(Referring expression data)
----------------------------------------

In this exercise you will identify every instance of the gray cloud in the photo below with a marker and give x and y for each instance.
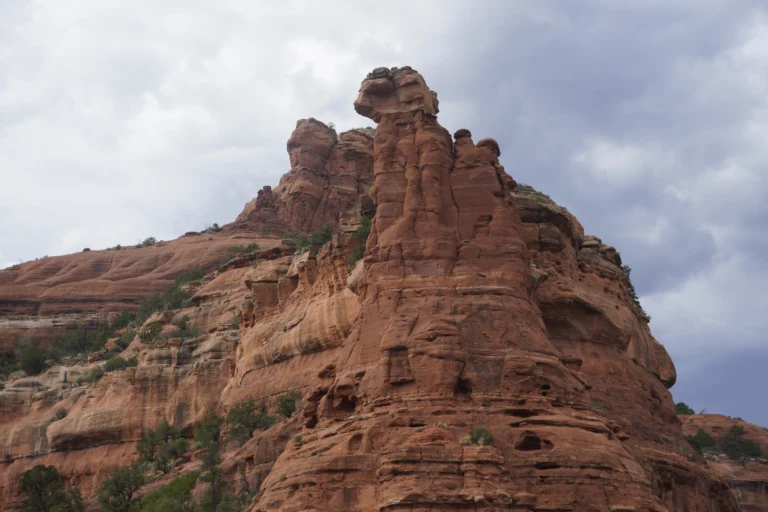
(647, 119)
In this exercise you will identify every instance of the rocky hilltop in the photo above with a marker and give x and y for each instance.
(455, 342)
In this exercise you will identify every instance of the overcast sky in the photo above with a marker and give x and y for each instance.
(648, 119)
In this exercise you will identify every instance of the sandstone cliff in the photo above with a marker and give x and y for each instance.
(748, 478)
(484, 354)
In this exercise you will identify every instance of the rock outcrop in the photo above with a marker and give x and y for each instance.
(451, 338)
(329, 174)
(747, 478)
(484, 354)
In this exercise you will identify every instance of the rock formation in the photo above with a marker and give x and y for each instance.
(328, 176)
(483, 355)
(748, 478)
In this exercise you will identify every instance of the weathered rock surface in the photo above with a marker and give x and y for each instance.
(479, 304)
(329, 174)
(748, 479)
(451, 337)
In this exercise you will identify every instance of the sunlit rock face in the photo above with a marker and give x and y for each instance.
(482, 309)
(483, 355)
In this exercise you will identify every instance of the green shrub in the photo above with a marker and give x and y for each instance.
(481, 436)
(736, 447)
(214, 228)
(286, 404)
(150, 332)
(80, 341)
(33, 359)
(300, 242)
(246, 417)
(162, 446)
(174, 497)
(356, 255)
(124, 318)
(321, 236)
(239, 249)
(92, 376)
(360, 236)
(627, 270)
(8, 365)
(118, 492)
(151, 304)
(126, 338)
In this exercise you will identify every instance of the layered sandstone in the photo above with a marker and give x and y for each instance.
(43, 298)
(748, 478)
(451, 337)
(328, 176)
(479, 304)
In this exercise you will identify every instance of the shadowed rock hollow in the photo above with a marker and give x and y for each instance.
(483, 355)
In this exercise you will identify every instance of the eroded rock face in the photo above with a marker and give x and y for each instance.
(450, 337)
(479, 304)
(748, 479)
(329, 174)
(41, 299)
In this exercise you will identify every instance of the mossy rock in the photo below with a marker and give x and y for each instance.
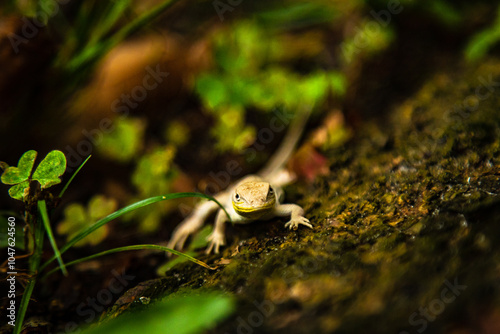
(405, 238)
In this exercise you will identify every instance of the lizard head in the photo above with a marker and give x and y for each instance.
(253, 199)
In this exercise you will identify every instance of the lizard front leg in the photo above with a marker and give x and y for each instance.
(296, 214)
(191, 224)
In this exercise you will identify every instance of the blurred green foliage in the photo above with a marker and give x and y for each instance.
(153, 176)
(77, 218)
(124, 142)
(250, 73)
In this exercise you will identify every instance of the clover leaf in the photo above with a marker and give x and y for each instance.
(47, 172)
(50, 169)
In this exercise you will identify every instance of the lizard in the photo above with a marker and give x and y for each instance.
(254, 197)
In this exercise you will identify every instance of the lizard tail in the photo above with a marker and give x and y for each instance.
(284, 152)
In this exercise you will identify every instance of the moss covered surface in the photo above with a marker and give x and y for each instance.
(406, 229)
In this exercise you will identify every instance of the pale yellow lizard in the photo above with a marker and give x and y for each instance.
(255, 197)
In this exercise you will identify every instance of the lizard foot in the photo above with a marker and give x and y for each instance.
(216, 240)
(294, 223)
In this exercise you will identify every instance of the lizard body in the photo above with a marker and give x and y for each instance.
(255, 197)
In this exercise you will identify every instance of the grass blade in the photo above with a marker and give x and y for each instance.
(94, 52)
(34, 264)
(42, 207)
(125, 210)
(73, 176)
(134, 247)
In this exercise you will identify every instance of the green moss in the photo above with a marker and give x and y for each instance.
(390, 226)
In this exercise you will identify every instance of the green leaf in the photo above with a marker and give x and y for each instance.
(177, 314)
(128, 209)
(78, 218)
(15, 175)
(50, 169)
(42, 208)
(181, 255)
(212, 90)
(19, 191)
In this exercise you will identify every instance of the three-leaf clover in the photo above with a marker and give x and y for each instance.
(47, 173)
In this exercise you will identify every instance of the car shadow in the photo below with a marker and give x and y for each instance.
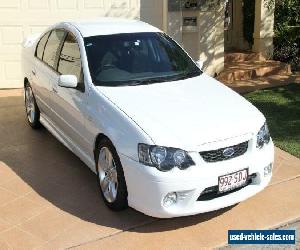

----------------------------------------

WORK TASK:
The answer must be an exact copy of the lines from the one containing "In this exercise you will identify every instance of the grass" through the last line of the records, and nothing else. Pictures do not belong in it.

EXERCISE SOLUTION:
In this exercise you will identify every instance of the grass blade in the photo above with a marker and give x and y for each instance.
(94, 52)
(34, 264)
(42, 207)
(125, 210)
(73, 176)
(134, 247)
In this exercise you will identify every instance of the green moss in the photo above with a marker and give x and y for each instance.
(390, 226)
In this exercise you will identify every instance of the green leaf in the photo above with a marker and give x and y for each instance.
(177, 314)
(128, 209)
(78, 218)
(15, 175)
(50, 169)
(42, 208)
(181, 255)
(212, 90)
(19, 191)
In this exercise you will identify every instance of the three-leaf clover in the photo above with a marker and give x and y for each instance.
(47, 173)
In this exercise you will identify every instance of the car shadow in the photo below with a marker and give x and y for each instance.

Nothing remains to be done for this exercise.